### What the exercise asks
Reproduce nothing but the lines from the one containing "Run detection for: duck's black eye" to the end of the records below, each exactly as written.

------ Exercise input ------

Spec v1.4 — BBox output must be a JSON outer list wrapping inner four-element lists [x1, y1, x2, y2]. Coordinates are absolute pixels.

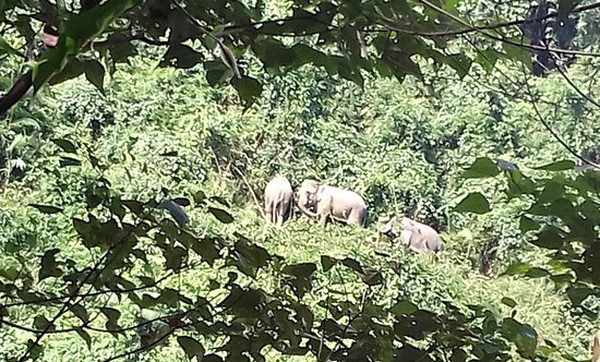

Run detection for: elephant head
[[296, 179, 321, 217], [380, 215, 442, 253]]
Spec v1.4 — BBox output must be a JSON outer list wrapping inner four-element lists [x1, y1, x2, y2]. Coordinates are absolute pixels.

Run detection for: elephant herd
[[263, 175, 443, 253]]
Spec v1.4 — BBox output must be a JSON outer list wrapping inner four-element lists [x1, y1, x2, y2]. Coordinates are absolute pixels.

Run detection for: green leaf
[[217, 40, 240, 78], [515, 323, 538, 357], [178, 336, 205, 361], [159, 44, 203, 69], [566, 286, 593, 306], [359, 267, 384, 286], [525, 267, 549, 278], [454, 192, 491, 214], [51, 138, 77, 153], [33, 315, 54, 331], [34, 0, 139, 91], [105, 33, 137, 62], [447, 53, 472, 79], [231, 76, 263, 107], [531, 227, 565, 250], [390, 300, 418, 316], [502, 262, 530, 276], [519, 216, 540, 233], [39, 248, 63, 280], [100, 307, 121, 332], [208, 207, 234, 224], [29, 204, 63, 214], [192, 238, 220, 267], [321, 255, 339, 271], [193, 191, 206, 204], [83, 59, 106, 94], [462, 157, 500, 178], [59, 156, 82, 167], [0, 36, 23, 57], [534, 160, 576, 171], [69, 304, 90, 324], [473, 48, 499, 72], [76, 328, 92, 349], [49, 58, 84, 85], [283, 263, 317, 279], [501, 297, 517, 308]]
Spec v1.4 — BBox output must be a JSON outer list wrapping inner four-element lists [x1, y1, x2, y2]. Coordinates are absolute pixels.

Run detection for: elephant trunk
[[297, 201, 318, 218]]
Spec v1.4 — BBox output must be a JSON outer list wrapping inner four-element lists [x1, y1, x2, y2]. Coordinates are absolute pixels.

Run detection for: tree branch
[[1, 271, 174, 309]]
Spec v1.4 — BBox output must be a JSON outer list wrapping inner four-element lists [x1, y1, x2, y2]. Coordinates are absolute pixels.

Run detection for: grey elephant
[[264, 175, 294, 226], [380, 215, 443, 253], [297, 179, 368, 227]]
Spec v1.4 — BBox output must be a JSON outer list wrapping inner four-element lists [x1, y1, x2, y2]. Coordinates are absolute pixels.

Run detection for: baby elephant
[[380, 215, 443, 253], [297, 179, 368, 227], [264, 175, 294, 226]]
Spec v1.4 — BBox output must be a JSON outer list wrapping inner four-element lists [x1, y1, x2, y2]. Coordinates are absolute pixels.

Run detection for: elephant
[[380, 215, 443, 253], [592, 330, 600, 362], [264, 175, 294, 226], [296, 179, 368, 227]]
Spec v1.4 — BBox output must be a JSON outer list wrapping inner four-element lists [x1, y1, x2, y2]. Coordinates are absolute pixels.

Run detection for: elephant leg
[[347, 209, 364, 226], [319, 212, 329, 226], [273, 201, 282, 226], [265, 200, 274, 223], [275, 202, 285, 227]]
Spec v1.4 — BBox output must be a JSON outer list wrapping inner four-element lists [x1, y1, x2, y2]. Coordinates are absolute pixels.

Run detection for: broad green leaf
[[217, 40, 240, 78], [525, 268, 550, 278], [462, 157, 500, 178], [502, 262, 530, 276], [391, 300, 418, 316], [208, 207, 234, 224], [532, 227, 565, 250], [29, 204, 63, 214], [33, 0, 140, 91], [454, 192, 491, 214], [321, 255, 338, 271], [39, 248, 62, 280], [49, 57, 85, 85], [33, 315, 54, 331], [515, 324, 538, 358], [447, 53, 472, 79], [341, 257, 364, 274], [359, 267, 384, 286], [69, 304, 90, 324], [474, 48, 499, 72], [100, 307, 121, 331], [83, 59, 106, 94], [159, 44, 203, 69], [59, 156, 82, 167], [0, 37, 23, 57], [76, 328, 92, 349], [519, 216, 540, 233], [178, 336, 205, 361], [534, 160, 576, 171], [566, 286, 593, 306], [192, 238, 220, 267], [104, 33, 137, 62], [51, 138, 77, 153], [501, 297, 517, 308], [231, 76, 263, 107], [283, 262, 317, 279]]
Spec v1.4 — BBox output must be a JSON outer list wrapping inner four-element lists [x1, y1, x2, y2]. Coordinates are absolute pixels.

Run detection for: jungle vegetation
[[1, 0, 600, 361]]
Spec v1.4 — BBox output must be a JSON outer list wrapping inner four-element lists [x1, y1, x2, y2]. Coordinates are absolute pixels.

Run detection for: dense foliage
[[2, 0, 600, 361]]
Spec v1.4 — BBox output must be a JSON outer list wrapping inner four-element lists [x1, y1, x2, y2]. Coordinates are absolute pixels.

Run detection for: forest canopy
[[1, 0, 600, 361]]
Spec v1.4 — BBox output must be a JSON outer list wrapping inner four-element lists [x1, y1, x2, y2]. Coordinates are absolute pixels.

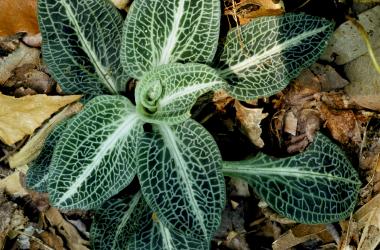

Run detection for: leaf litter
[[0, 0, 380, 249]]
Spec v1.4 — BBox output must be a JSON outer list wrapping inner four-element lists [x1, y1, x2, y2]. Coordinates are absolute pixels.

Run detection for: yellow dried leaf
[[9, 103, 83, 168], [0, 168, 28, 197], [0, 93, 81, 145]]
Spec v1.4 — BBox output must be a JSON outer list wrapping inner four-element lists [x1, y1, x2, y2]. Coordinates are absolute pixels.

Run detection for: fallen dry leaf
[[9, 102, 83, 168], [0, 93, 81, 145], [345, 47, 380, 111], [0, 0, 39, 36], [224, 0, 284, 25], [0, 43, 40, 84], [235, 100, 268, 148]]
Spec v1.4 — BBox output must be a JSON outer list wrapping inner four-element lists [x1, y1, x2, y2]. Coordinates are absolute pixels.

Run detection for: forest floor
[[0, 0, 380, 249]]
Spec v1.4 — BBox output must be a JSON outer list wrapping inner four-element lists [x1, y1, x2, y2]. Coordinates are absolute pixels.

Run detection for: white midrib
[[56, 114, 139, 206], [159, 222, 175, 250], [158, 0, 185, 65], [220, 25, 329, 77], [223, 166, 360, 185], [158, 81, 223, 108], [61, 0, 118, 94], [159, 125, 208, 237]]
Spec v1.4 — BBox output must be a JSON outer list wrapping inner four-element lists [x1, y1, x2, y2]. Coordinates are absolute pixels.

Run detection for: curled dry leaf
[[0, 93, 81, 145], [44, 208, 89, 250], [9, 102, 83, 168], [0, 43, 40, 84], [272, 224, 335, 250], [0, 0, 39, 36], [224, 0, 284, 25], [235, 100, 268, 148], [354, 193, 380, 250]]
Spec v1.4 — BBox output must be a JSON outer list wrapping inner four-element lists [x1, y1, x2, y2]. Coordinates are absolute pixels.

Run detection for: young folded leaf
[[26, 120, 68, 193], [90, 192, 150, 250], [38, 0, 128, 95], [218, 14, 334, 100], [48, 95, 143, 209], [136, 63, 227, 125], [121, 0, 221, 79], [137, 119, 225, 240], [128, 215, 209, 250], [222, 133, 361, 224]]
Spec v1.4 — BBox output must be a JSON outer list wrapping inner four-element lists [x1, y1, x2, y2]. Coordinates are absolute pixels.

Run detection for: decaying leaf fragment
[[235, 100, 268, 148], [0, 43, 40, 84], [224, 0, 284, 25], [0, 93, 81, 145], [110, 0, 131, 10]]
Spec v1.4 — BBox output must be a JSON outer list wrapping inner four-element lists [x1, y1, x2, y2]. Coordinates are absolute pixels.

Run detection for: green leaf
[[218, 13, 334, 100], [121, 0, 221, 79], [128, 215, 209, 250], [48, 95, 143, 210], [136, 63, 226, 125], [38, 0, 127, 95], [90, 192, 150, 250], [222, 133, 361, 224], [137, 119, 225, 240], [26, 121, 69, 193]]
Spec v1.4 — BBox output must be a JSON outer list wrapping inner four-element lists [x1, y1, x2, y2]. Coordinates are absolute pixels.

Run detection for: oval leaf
[[38, 0, 127, 95], [222, 133, 361, 224], [90, 192, 150, 250], [26, 120, 68, 193], [136, 63, 226, 124], [218, 13, 334, 100], [48, 95, 143, 209], [137, 119, 225, 240], [121, 0, 221, 79]]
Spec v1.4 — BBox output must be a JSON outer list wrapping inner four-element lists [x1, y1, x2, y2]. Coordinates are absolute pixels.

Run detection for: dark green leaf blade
[[137, 119, 225, 240], [121, 0, 221, 79], [48, 95, 143, 210], [222, 133, 361, 224], [218, 14, 334, 100], [26, 121, 68, 193], [136, 63, 226, 125], [38, 0, 127, 95], [90, 192, 150, 250]]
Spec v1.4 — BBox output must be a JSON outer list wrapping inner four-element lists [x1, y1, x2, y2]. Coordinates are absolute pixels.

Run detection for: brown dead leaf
[[0, 43, 40, 84], [235, 100, 268, 148], [44, 208, 89, 250], [213, 89, 234, 113], [0, 93, 81, 145], [0, 0, 39, 36], [37, 230, 64, 250], [224, 0, 284, 25], [9, 102, 83, 168]]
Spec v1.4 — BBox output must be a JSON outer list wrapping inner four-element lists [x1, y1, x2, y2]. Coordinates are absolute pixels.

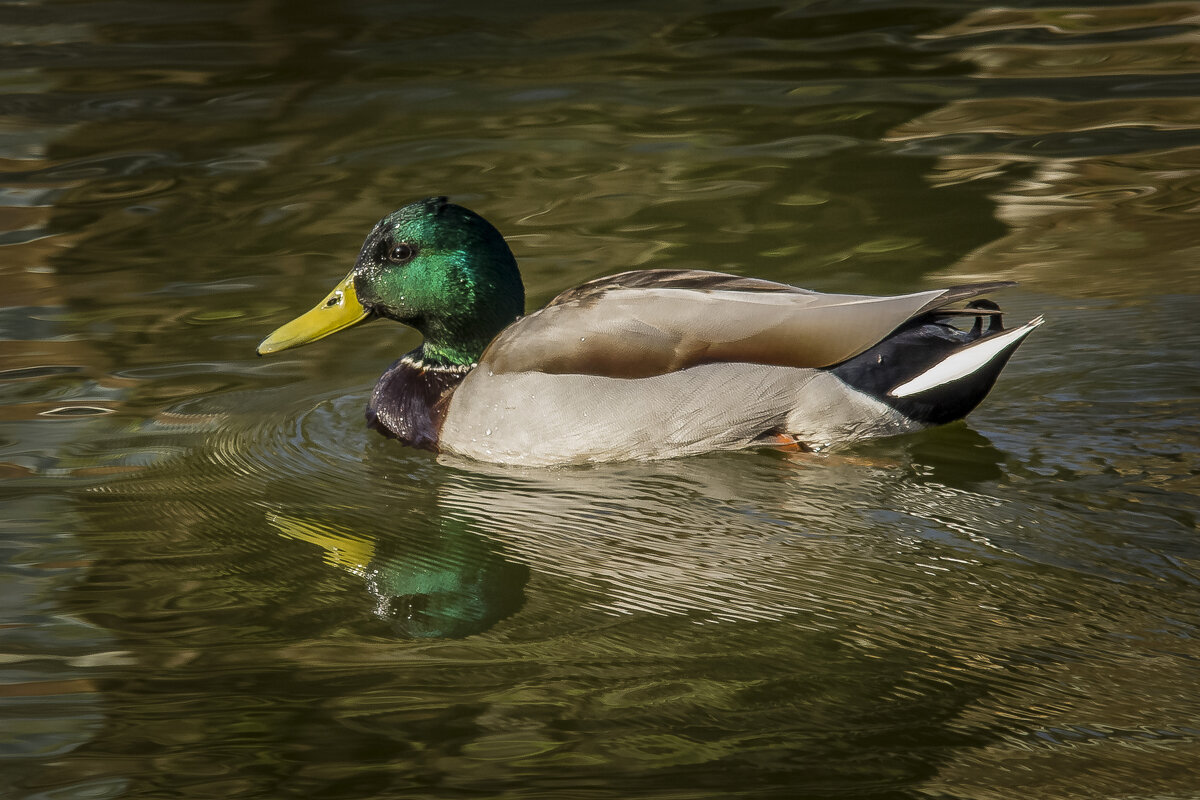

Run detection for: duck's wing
[[480, 269, 1015, 379], [543, 268, 809, 302]]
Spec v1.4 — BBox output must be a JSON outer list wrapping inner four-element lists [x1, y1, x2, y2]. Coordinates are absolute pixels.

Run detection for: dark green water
[[2, 1, 1198, 797]]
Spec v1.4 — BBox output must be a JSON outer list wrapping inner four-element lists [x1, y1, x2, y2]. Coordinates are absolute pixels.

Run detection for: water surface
[[2, 1, 1198, 798]]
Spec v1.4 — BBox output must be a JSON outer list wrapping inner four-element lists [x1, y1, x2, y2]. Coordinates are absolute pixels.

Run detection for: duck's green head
[[257, 197, 525, 366]]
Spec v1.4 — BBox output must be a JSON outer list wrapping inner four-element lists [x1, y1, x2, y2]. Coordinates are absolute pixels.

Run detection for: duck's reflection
[[269, 421, 1008, 639], [904, 423, 1008, 487], [365, 518, 529, 638], [270, 509, 528, 639]]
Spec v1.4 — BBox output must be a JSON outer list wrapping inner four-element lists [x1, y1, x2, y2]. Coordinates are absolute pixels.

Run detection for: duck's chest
[[365, 357, 470, 451]]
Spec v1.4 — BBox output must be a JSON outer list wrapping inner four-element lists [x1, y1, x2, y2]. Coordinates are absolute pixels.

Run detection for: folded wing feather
[[479, 270, 1015, 379]]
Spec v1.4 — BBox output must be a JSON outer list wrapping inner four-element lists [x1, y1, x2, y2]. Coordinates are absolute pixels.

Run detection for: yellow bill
[[257, 272, 371, 355], [269, 513, 375, 577]]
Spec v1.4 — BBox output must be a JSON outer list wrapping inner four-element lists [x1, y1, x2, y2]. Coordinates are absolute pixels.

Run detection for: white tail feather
[[889, 316, 1044, 398]]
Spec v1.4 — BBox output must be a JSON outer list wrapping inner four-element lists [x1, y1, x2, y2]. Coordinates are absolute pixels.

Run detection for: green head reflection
[[270, 512, 528, 639], [365, 519, 529, 638]]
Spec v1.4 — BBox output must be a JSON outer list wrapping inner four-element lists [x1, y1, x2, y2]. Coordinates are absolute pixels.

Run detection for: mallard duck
[[258, 197, 1042, 466]]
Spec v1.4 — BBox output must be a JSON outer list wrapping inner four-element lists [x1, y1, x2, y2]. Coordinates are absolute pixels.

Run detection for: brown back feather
[[545, 269, 810, 306], [481, 270, 1015, 379]]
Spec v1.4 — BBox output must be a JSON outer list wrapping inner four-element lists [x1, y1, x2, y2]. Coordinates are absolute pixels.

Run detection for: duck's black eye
[[387, 243, 416, 264]]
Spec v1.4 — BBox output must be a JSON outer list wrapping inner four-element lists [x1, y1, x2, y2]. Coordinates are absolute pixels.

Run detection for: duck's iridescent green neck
[[401, 277, 520, 366], [419, 339, 487, 368]]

------

### Task solution
Run detection for: duck's black eye
[[387, 243, 416, 264]]
Spec v1.4 — BBox output must be a JSON outer list wrapping inner four-element lists [x1, y1, x2, y2]. Coordinates are absolute pixels.

Run detection for: duck's iridescent green neck
[[401, 277, 520, 366], [419, 339, 487, 368]]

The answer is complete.